— START OF Source passage —

- Born: 1980 (age 44–45) Nancy, France
- Genres: Classical
- Occupation(s): Musician, Concert pianist
- Instrument: piano
- Website: Romain Descharmes' Official Website

= Romain Descharmes =

French pianist

Romain Descharmes (born March 1980) is a French classical pianist.

==Biography==
Romain Descharmes was born in Nancy, France. He began piano studies at the Conservatoire régional du Grand Nancy, where he won, at age 14, a gold medal in the Hugues Leclère's class. In 1998, he moved to Paris in the CNR and CNSMDP.

He continued his studies in an improvement cycle after studying in the CNSMDP where he won four first prizes (piano, chamber music, piano accompaniment and vocal accompaniment). He was studying with Jacques Rouvier, Christian Ivaldi, Bruno Rigutto, Jean Koerner and Anne Grappotte. Later, he continued his studies first with Jacques Rouvier and then Bruno Rigutto, during which time he was awarded a scholarship by the Meyer Foundation for cultural and artistic development, and made a recording of works by early twentieth-century composers. For this project he received the advice of Pierre Boulez. He has also taken masterclasses with Dimitri Bashkirov, İdil Biret, John O'Conor and Oxana Yablonskaya.

At the same time, Romain Descharmes is an instructor in the CNR of Paris for chamber music, specially with singers.

Romain Descharmes was awarded First Prize in the Dublin International Piano Competition in 2006, leading him to perform recitals on such prestigious stages as Carnegie Hall in New York, Wigmore Hall in London, National Concert Hall in Dublin, Minato Hall in Yokohama, Tsuda Hall and Hakuju Hall in Tokyo, Salle Cortot and Salle Pleyel in Paris. He has been also awarded prizes at other international competitions (Vlado Perlemuter, Shanghai, Hamamatsu, Alessandro Casagrande), and has received the support of the Yamaha and Natexis Banques Populaires foundations.

In 2004, he became an affiliate of the Charles Cros Academy.

Romain Descharmes has appeared in concert with orchestras in US, England, Ireland, France, Japan and China, most notably with the Midland Symphony Orchestra, the National Symphony Orchestra of Ireland, l'Orchestre de la Garde Républicaine, le Nouvel Ensemble Instrumental du Conservatoire de Paris, l'Orchestre de Paris, l'Orchestra del Lazio and the Shanghai Philharmonic Orchestra.

— END OF Source passage —
— START OF Provided information —

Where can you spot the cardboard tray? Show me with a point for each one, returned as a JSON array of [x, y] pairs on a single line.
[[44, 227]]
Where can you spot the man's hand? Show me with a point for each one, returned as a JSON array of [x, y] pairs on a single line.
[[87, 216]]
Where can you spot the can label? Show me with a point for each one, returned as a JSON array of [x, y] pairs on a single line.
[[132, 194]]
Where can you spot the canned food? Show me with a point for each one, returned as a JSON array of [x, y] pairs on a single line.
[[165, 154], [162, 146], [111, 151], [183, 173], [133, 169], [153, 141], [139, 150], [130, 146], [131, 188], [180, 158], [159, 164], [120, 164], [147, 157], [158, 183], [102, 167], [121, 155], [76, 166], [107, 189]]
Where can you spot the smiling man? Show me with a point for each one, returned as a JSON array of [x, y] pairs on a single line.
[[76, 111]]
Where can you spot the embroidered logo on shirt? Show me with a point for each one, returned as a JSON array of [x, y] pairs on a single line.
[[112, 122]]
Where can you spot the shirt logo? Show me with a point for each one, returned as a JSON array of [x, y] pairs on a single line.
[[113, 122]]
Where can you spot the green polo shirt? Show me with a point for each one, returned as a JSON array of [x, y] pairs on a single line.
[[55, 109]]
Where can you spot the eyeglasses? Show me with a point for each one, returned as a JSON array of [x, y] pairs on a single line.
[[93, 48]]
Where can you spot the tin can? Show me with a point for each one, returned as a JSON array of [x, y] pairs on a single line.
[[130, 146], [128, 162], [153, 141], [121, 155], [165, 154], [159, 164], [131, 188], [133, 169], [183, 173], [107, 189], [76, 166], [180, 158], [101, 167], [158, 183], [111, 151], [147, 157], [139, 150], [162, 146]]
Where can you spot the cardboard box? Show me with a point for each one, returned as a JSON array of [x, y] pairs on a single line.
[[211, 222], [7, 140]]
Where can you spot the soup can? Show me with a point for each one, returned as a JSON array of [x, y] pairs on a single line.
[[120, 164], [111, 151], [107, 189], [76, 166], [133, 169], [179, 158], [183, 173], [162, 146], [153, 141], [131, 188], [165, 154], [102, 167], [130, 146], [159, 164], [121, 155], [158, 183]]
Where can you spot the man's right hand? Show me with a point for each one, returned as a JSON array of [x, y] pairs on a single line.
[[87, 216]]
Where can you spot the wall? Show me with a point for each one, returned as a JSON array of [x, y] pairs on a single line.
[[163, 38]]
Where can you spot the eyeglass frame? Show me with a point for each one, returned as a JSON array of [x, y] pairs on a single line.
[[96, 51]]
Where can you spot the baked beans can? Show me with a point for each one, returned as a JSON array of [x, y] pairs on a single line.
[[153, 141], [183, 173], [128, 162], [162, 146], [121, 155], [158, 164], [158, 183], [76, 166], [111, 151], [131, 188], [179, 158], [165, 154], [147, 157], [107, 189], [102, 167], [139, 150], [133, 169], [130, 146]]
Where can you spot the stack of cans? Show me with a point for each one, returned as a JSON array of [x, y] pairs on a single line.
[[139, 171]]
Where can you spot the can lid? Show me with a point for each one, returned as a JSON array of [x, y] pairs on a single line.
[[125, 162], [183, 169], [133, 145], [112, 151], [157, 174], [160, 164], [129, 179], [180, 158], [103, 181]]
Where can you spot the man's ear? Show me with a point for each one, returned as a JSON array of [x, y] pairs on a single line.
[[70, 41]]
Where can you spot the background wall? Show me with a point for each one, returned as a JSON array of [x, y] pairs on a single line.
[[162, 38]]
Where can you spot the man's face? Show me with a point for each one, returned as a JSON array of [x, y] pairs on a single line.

— END OF Provided information —

### [List of tasks]
[1] Pull out every line in the records that contains the word "logo".
[2] Please write the next part of the Romain Descharmes biography, starting after its final sentence.

### [Results of the tasks]
[1]
Where can you spot the embroidered logo on shirt? Show me with a point for each one, returned as a JSON array of [x, y] pairs on a single line.
Where can you spot the shirt logo? Show me with a point for each one, returned as a JSON array of [x, y] pairs on a single line.

[2]
He used to perform recitals in France (Festival de La Roque-d'Anthéron, Piano aux Jacobins, Rencontres Internationales Frederic Chopin, Serres d'Auteuil, Nancyphonies, Ars Terra, Aix-en-Provence, Saint Jean-de-Luz, Estivales de Musique au Coeur du Médoc, Agora Festival) and abroad (Festival Arties in India, Beirut, Leipzig, Naples, Lisbon Opera, and Festival Cervantino in Mexico).

Romain Descharmes has also participated in numerous broadcasts for television and radio (France Musique, Mezzo TV, NHK Japan).

He is also much sought after as a chamber musician. He is renowned for his attentive, sensitive playing and wide repertoire, which ranges from sonatas to larger ensemble pieces, as well as lieder, of which he is particularly fond. He has collaborated with such artists as Roland Daugareil, Henri Demarquette, Laurent Korcia, Sarah Nemtanu, the Court-Circuit Ensemble, the Ebène Philarmoniker Quintette.

He recorded several CDs for piano (Ravel -Audite, Brahms -Claudio Records) and chamber music (Naïve, Cristal, Saphir).

In 2012, he performed the Piano Concerto No. 2 (Camille Saint-Saëns) with the Orchestre de Paris and Alain Altinoglu as conductor. Reviews manifested that Romain Descharmes is one of the best current French pianist.

Since 2010, he has been playing piano with the Quai n°5 brand (Stéphane Logerot, Jean-Marc Phillips Varjabedian, François Desforges et Jean-Luc Manca). They recorded their first CD in 2010.

From 9 to 15 March 2013, he was invited in the Experimental Theatre of the National Centre for the Performing Arts (NCPA) in Mumbai, India.

==Discography==
- Johannes Brahms, Sonata No.3 in F minor, Op.5; Sechs Klavierstucke, Op.118 Claudio Records (2008)
- Maurice Ravel, Valses nobles et sentimentales; Gaspard de la Nuit; Sonatine; La Valse Audite (2009)
- Johannes Brahms, trio Op.114; Béla Bartók, Contrastes; Aram Khachaturian, Trio with Florent Pujuila (clarinet), Deborah Nemtanu (violin) and Yovan Markovitch (cello) Saphir Productions
- Quai N°5, Quai n°5 DECCA (2010)
- Camille Saint-Saëns, Complete Piano Concertos 1-5 and other works for piano and orchestra with the Malmö Symphony Orchestra conducted by Marc Soustrot (Naxos 2017)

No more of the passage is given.